-- Text section --
-----
COMMENTARY
Ecuador
The author flies in a parachute over the landscape near Banos, Ecuador. (Angela A. Arcos)

Three years ago, I went on a girls-only expedition to South America. The plan was, of course, to make it to Peru, where I would drink ayahuasca and have my dreams interpreted by a shaman in the moon temple.

I planned to befriend a llama and ride bareback one golden morning into Machu Picchu, and with my fringed boots and dazzling bohemian bracelet collection, I would suddenly understand the meaning of my life.

Why not, right?

My wildest and most single girl friend and I landed in Quito, Ecuador, and began our travel down the continent, by bus or plane or llama, to Peru. Instead, we just took a cab three hours south to a mountain town, Banos, Ecuador.

A double rainbow appears over the town of Banos, Ecuador. (Angela Arcos)
A double rainbow appears over the town of Banos, Ecuador. (Angela A. Arcos)

I never made it to Peru. I was afforded the opportunity to drink of the hallucinogenic tea in the Ecuadorian Amazon, but I didn’t trust our guide to refrain from any funny business, and I was really barfy that day, so … pass. Thanks.

Shamans were plentiful, but not at all like I expected. They will interpret anything for $20, and they will take you on a canoe for $5, and you can borrow their mud boots for $3, and do you wanna buy an authentic Andean art piece, painted by their only son who is deaf and partially blind, for $15? No, gracias, I saw that same “llama on a hill with a sun” painting in the tourist-trinket plaza this morning.

I saw one real llama, one time. Once. It would not let me pet it.

My expedition failed to fully live up to my expectations, but how could it have? Life laughs when we build expectations. Looking back, I was having a particularly hilarious moment. I felt, in my quarter-life crisis, that to learn about the secrets of the universe I had to go all Laura Croft and uncover some ancient runes.

But in the here and now, this evening, I will be propped up in bed with the screen light dimmed so I don’t wake my husband. He’s from Ecuador and has a hard time understanding why anyone would want to scratch at a keyboard all night long, but he abides it and sometimes whispers “write baby, write” between sleep cycles. This month will mark one year of living together in the U.S.

And it. Has been. A challenge.
-----
-- Exercise input --
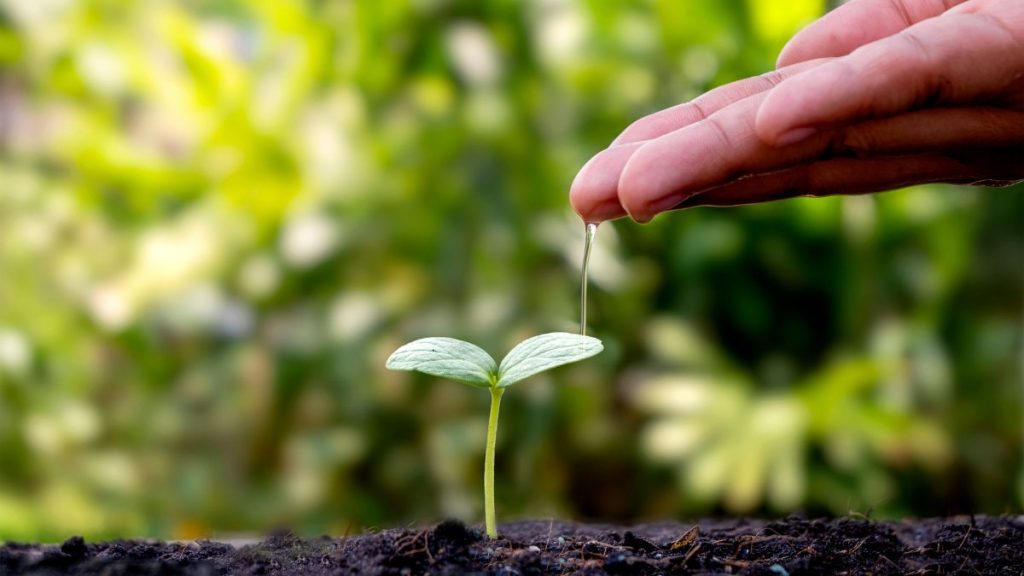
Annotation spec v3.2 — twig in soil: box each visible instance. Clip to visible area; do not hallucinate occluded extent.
[847,536,870,554]
[682,542,700,566]
[669,524,700,551]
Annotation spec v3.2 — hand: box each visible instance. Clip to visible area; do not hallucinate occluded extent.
[570,0,1024,221]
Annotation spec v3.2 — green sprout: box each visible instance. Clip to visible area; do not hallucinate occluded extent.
[386,332,604,538]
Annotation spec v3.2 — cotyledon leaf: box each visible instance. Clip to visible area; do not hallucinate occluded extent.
[498,332,604,387]
[385,337,498,387]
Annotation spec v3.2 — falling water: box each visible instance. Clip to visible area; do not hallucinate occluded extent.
[580,222,597,336]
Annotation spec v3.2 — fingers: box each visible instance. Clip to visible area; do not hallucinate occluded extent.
[611,59,825,146]
[569,60,825,221]
[569,141,644,222]
[777,0,964,68]
[673,149,1024,209]
[614,103,1024,221]
[755,1,1024,146]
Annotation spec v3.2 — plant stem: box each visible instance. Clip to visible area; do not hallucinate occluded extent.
[483,386,505,538]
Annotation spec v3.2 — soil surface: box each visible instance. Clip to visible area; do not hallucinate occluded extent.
[0,517,1024,576]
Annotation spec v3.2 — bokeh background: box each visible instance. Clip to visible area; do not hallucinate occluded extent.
[0,0,1024,540]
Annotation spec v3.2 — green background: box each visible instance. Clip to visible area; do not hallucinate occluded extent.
[0,0,1024,540]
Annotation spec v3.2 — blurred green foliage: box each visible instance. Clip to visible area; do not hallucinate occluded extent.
[0,0,1024,540]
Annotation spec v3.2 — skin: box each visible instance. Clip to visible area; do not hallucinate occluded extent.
[570,0,1024,222]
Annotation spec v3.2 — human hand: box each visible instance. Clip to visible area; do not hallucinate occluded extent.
[570,0,1024,221]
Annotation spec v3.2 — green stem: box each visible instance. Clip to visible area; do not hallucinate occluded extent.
[483,386,505,538]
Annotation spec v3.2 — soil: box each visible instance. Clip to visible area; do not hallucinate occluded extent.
[0,517,1024,576]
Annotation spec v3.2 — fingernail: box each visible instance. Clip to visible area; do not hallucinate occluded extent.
[775,128,818,146]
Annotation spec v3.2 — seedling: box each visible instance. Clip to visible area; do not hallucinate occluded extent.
[386,332,604,538]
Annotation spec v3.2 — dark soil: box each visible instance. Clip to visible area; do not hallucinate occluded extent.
[0,517,1024,576]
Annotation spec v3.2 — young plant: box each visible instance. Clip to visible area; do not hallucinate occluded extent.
[386,332,604,538]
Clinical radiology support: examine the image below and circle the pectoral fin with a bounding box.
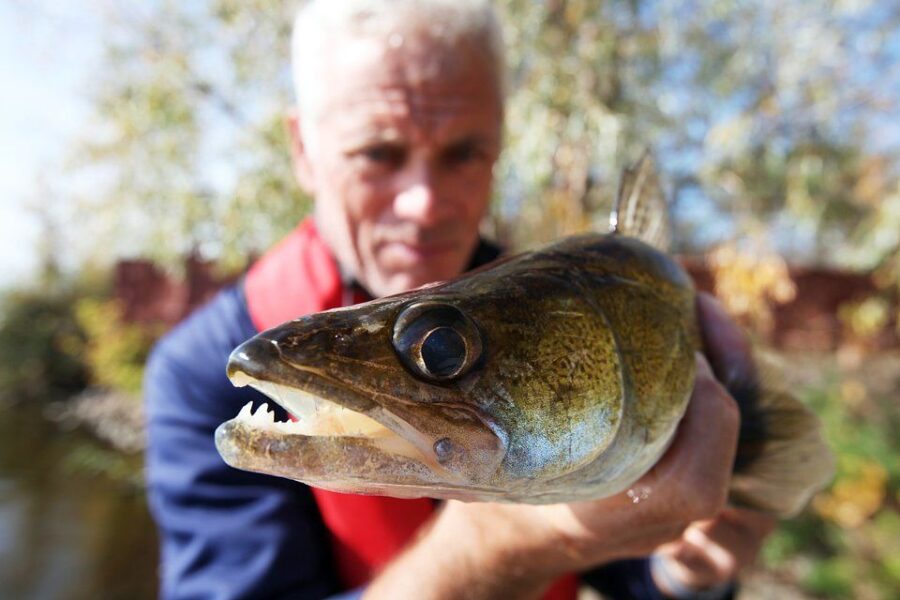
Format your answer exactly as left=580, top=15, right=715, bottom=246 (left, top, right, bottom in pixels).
left=729, top=357, right=834, bottom=518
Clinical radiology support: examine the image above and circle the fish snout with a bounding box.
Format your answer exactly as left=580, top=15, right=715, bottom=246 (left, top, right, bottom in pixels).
left=226, top=336, right=280, bottom=380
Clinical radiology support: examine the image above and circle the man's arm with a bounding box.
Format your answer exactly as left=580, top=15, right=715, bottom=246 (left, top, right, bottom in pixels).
left=145, top=293, right=336, bottom=599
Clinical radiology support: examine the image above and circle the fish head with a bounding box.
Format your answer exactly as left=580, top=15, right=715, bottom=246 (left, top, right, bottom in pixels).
left=216, top=268, right=622, bottom=500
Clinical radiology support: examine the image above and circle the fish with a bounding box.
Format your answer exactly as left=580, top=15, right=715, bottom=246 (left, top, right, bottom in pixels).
left=215, top=154, right=834, bottom=516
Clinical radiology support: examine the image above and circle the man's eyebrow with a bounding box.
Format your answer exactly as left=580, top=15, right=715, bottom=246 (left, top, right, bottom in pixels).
left=341, top=127, right=403, bottom=151
left=444, top=133, right=499, bottom=148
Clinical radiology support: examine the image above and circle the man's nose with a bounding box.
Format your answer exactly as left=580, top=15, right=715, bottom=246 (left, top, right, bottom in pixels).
left=394, top=164, right=440, bottom=223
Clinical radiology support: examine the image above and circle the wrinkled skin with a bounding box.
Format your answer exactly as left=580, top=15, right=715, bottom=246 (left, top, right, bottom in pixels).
left=216, top=235, right=699, bottom=503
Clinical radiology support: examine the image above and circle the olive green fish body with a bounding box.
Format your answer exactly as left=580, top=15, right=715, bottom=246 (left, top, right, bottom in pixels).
left=216, top=159, right=833, bottom=515
left=218, top=235, right=697, bottom=502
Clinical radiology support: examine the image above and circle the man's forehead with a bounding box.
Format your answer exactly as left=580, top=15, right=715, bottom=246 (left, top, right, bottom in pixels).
left=319, top=34, right=500, bottom=141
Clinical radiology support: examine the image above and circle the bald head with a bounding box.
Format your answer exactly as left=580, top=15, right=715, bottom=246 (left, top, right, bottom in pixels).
left=292, top=0, right=505, bottom=126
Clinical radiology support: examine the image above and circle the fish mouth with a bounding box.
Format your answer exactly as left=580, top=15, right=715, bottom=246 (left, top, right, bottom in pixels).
left=215, top=336, right=505, bottom=500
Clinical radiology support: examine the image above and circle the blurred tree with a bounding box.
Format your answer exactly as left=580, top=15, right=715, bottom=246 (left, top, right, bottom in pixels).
left=61, top=0, right=900, bottom=278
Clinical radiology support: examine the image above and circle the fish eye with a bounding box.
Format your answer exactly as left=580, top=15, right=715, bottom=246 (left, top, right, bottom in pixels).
left=420, top=327, right=466, bottom=377
left=392, top=302, right=482, bottom=383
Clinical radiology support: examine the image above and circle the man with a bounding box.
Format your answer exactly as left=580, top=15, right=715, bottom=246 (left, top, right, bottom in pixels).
left=146, top=0, right=772, bottom=598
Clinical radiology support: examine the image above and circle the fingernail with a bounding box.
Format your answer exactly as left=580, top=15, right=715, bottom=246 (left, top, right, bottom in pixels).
left=694, top=352, right=714, bottom=377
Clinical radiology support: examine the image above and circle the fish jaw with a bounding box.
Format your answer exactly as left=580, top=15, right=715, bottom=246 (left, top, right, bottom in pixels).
left=215, top=324, right=506, bottom=500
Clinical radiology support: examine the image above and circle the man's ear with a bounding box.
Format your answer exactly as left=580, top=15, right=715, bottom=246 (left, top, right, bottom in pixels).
left=284, top=108, right=316, bottom=195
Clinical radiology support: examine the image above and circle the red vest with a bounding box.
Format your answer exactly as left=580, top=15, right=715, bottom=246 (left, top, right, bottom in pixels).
left=244, top=219, right=577, bottom=600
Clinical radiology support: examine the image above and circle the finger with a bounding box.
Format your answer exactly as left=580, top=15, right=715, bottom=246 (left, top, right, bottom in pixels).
left=697, top=292, right=756, bottom=388
left=674, top=525, right=742, bottom=585
left=655, top=353, right=740, bottom=522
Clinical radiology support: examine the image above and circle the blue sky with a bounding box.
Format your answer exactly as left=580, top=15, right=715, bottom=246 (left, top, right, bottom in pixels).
left=0, top=0, right=98, bottom=287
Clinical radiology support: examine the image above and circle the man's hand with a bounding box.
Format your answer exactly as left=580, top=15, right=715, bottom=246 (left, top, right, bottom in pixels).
left=653, top=293, right=777, bottom=596
left=653, top=508, right=777, bottom=596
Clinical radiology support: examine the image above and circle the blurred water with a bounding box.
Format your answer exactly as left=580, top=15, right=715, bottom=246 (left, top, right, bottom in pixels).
left=0, top=408, right=157, bottom=600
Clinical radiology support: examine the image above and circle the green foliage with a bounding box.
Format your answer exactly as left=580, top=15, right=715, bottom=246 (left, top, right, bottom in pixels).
left=75, top=298, right=163, bottom=396
left=763, top=356, right=900, bottom=600
left=58, top=0, right=900, bottom=278
left=0, top=285, right=88, bottom=403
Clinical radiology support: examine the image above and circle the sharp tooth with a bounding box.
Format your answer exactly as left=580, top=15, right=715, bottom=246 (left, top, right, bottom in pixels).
left=253, top=402, right=269, bottom=421
left=236, top=400, right=253, bottom=420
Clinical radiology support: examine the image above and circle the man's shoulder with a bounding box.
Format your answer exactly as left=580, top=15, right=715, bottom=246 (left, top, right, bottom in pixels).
left=144, top=286, right=256, bottom=426
left=151, top=285, right=256, bottom=370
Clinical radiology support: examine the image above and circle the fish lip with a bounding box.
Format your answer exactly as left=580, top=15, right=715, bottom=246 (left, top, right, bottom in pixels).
left=216, top=334, right=506, bottom=486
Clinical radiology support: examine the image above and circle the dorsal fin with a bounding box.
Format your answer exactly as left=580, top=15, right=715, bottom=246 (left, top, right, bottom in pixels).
left=609, top=152, right=672, bottom=252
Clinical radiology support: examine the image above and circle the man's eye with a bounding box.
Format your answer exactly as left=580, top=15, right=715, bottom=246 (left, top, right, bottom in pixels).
left=444, top=144, right=480, bottom=166
left=360, top=145, right=406, bottom=166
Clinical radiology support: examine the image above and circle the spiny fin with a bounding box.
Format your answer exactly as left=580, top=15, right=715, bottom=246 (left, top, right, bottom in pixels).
left=729, top=352, right=834, bottom=518
left=609, top=151, right=672, bottom=252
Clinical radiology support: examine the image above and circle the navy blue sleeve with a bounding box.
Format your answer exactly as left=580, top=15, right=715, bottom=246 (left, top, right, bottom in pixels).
left=581, top=558, right=734, bottom=600
left=144, top=288, right=338, bottom=600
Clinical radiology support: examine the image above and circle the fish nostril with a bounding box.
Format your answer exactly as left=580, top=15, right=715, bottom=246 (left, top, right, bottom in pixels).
left=434, top=438, right=456, bottom=463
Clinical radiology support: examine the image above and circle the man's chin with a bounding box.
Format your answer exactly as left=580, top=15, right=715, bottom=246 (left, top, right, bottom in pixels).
left=369, top=264, right=462, bottom=297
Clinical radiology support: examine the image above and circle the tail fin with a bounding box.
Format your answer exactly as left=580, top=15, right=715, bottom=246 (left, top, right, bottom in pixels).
left=728, top=352, right=834, bottom=517
left=609, top=151, right=672, bottom=252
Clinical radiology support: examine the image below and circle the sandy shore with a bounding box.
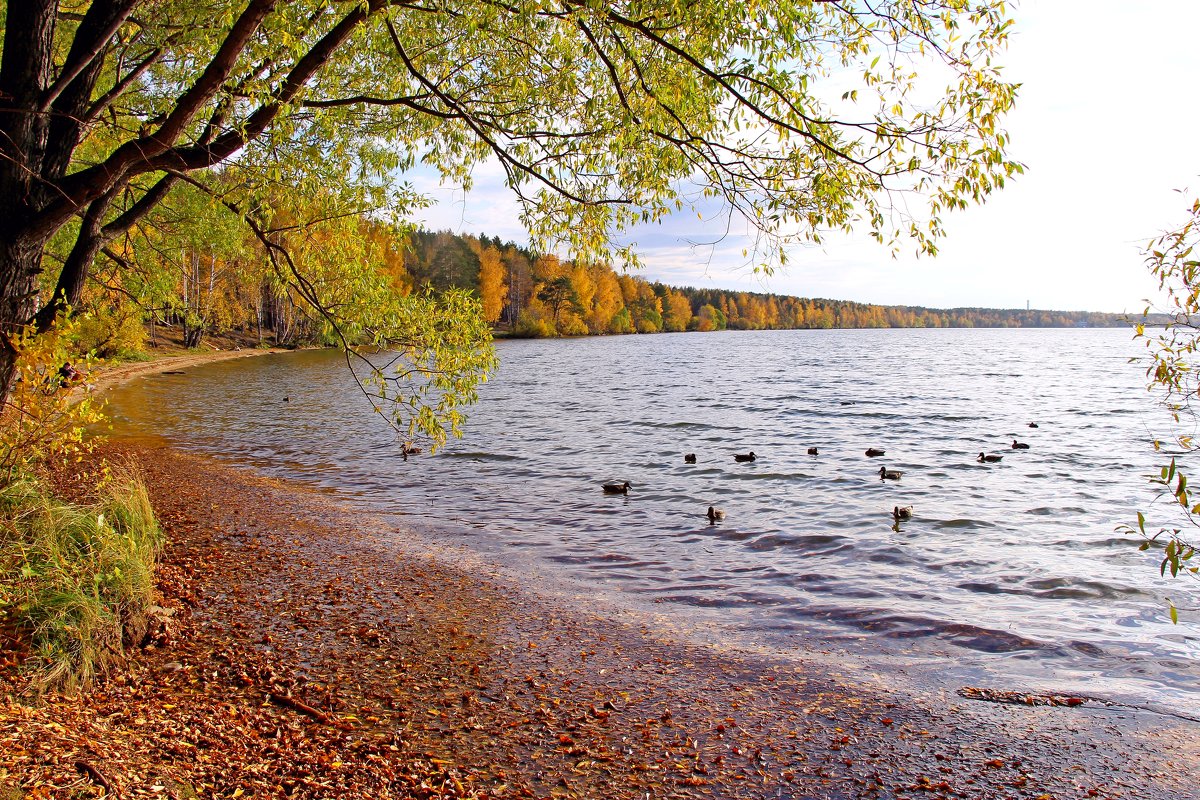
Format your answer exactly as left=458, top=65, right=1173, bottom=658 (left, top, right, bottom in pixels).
left=0, top=445, right=1200, bottom=800
left=76, top=348, right=289, bottom=392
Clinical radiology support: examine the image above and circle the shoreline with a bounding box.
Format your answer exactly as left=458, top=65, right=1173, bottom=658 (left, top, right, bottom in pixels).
left=82, top=348, right=293, bottom=396
left=0, top=441, right=1200, bottom=800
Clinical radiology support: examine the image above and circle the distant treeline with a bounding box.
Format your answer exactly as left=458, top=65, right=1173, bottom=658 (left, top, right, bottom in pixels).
left=404, top=230, right=1136, bottom=336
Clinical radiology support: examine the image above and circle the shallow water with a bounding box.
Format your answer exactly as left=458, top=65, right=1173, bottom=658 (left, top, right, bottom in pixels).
left=105, top=330, right=1200, bottom=706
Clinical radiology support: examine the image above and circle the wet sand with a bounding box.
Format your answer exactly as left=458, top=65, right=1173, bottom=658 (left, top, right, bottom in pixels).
left=0, top=444, right=1200, bottom=799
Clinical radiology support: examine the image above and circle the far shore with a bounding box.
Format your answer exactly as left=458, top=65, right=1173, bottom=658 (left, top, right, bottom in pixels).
left=76, top=348, right=292, bottom=392
left=9, top=349, right=1200, bottom=800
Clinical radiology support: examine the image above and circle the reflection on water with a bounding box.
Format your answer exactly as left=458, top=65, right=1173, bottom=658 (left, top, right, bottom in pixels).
left=114, top=330, right=1200, bottom=700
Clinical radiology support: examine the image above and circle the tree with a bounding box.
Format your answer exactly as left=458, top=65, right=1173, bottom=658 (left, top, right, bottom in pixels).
left=1121, top=199, right=1200, bottom=620
left=479, top=247, right=509, bottom=323
left=538, top=275, right=580, bottom=329
left=0, top=0, right=1020, bottom=438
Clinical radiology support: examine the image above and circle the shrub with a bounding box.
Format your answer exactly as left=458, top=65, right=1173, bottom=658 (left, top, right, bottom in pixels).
left=0, top=468, right=162, bottom=690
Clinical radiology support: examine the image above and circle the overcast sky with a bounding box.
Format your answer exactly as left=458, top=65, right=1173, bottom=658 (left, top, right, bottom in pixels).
left=413, top=0, right=1200, bottom=312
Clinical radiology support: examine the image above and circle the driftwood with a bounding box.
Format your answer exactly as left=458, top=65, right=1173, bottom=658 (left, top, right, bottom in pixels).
left=268, top=692, right=347, bottom=729
left=76, top=760, right=121, bottom=798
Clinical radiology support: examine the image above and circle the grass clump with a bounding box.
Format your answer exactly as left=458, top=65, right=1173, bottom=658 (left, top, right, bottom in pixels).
left=0, top=468, right=162, bottom=690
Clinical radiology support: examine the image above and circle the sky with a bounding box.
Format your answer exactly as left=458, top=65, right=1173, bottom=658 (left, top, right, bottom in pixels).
left=409, top=0, right=1200, bottom=312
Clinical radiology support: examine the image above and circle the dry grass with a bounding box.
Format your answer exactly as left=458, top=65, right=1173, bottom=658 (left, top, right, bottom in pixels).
left=0, top=468, right=162, bottom=690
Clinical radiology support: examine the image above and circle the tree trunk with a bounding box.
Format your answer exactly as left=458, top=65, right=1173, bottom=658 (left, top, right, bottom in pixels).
left=0, top=237, right=43, bottom=403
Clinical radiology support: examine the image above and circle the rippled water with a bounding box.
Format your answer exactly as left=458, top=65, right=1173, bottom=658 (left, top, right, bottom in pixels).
left=105, top=330, right=1200, bottom=705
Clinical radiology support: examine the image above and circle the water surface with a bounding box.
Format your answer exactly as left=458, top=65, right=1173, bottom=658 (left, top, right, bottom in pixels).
left=105, top=330, right=1200, bottom=706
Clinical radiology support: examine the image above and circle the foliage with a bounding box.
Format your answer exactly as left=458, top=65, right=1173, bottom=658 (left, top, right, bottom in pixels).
left=0, top=318, right=101, bottom=483
left=347, top=285, right=497, bottom=449
left=407, top=230, right=1130, bottom=336
left=0, top=0, right=1021, bottom=438
left=0, top=468, right=162, bottom=688
left=1120, top=195, right=1200, bottom=620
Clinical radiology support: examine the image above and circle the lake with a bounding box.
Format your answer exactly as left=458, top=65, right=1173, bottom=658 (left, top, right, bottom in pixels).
left=113, top=329, right=1200, bottom=708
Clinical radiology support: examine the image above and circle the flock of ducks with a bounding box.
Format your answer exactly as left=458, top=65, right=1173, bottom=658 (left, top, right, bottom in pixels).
left=600, top=422, right=1038, bottom=523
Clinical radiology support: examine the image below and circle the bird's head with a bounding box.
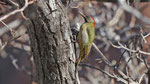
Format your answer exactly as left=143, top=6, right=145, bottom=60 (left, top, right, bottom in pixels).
left=79, top=12, right=95, bottom=26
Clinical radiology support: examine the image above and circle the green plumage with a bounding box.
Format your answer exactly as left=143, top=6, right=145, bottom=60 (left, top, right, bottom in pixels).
left=77, top=17, right=95, bottom=64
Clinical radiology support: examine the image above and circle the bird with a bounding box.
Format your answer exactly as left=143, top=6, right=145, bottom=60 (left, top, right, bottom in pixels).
left=76, top=13, right=95, bottom=65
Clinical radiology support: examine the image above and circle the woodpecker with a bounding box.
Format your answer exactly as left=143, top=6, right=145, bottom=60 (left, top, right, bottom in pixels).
left=77, top=13, right=95, bottom=65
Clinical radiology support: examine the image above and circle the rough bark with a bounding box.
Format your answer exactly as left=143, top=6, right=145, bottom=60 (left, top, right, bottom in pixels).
left=15, top=0, right=79, bottom=84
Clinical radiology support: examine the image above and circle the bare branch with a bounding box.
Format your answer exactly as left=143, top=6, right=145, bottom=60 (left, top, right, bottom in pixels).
left=0, top=0, right=35, bottom=21
left=110, top=41, right=150, bottom=55
left=118, top=0, right=150, bottom=24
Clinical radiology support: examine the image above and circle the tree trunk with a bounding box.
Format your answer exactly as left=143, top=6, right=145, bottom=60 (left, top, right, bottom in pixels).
left=17, top=0, right=79, bottom=84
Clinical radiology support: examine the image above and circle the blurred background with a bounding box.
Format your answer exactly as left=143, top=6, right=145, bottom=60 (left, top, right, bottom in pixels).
left=0, top=0, right=150, bottom=84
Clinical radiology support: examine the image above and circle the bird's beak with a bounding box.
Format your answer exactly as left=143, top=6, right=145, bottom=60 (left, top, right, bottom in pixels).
left=79, top=12, right=86, bottom=21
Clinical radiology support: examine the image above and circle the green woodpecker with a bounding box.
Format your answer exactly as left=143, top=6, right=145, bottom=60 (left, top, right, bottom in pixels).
left=77, top=13, right=95, bottom=65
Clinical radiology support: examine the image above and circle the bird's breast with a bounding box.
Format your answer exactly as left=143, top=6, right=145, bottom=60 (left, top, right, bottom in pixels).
left=82, top=30, right=89, bottom=44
-----
-- What to do --
• 1. In the Ecuador commentary, to which mountain town did the author take a cab from Quito?
• 2. From the records, reproduce verbatim the stretch from the line containing "forehead with a bounding box." through the line containing "left=392, top=302, right=482, bottom=383", including both of those lines.

-- Replies --
• 1. Banos, Ecuador, three hours south of Quito.

• 2.
Clinical radiology support: examine the image above and circle the man's forehead with a bounding box.
Format your answer exactly as left=580, top=15, right=715, bottom=246 (left, top, right, bottom in pixels).
left=319, top=34, right=500, bottom=141
Clinical radiology support: examine the image above and circle the bald head with a bounding box.
Format your answer exactly as left=580, top=15, right=715, bottom=246 (left, top, right, bottom in pixels).
left=292, top=0, right=505, bottom=126
Clinical radiology support: examine the image above and circle the fish mouth with a bounding box.
Format your answer exactly as left=580, top=15, right=715, bottom=246 (left, top, right, bottom in pixels).
left=215, top=336, right=505, bottom=500
Clinical radiology support: examine the image above and circle the blurred tree with a bounding box.
Format your answer exactly as left=580, top=15, right=715, bottom=246 (left, top, right, bottom in pixels).
left=61, top=0, right=900, bottom=278
Clinical radiology support: examine the image above and circle the fish eye with a bounding box.
Format your answer exactly as left=580, top=15, right=715, bottom=246 (left, top, right, bottom in pixels).
left=420, top=327, right=466, bottom=377
left=392, top=302, right=482, bottom=383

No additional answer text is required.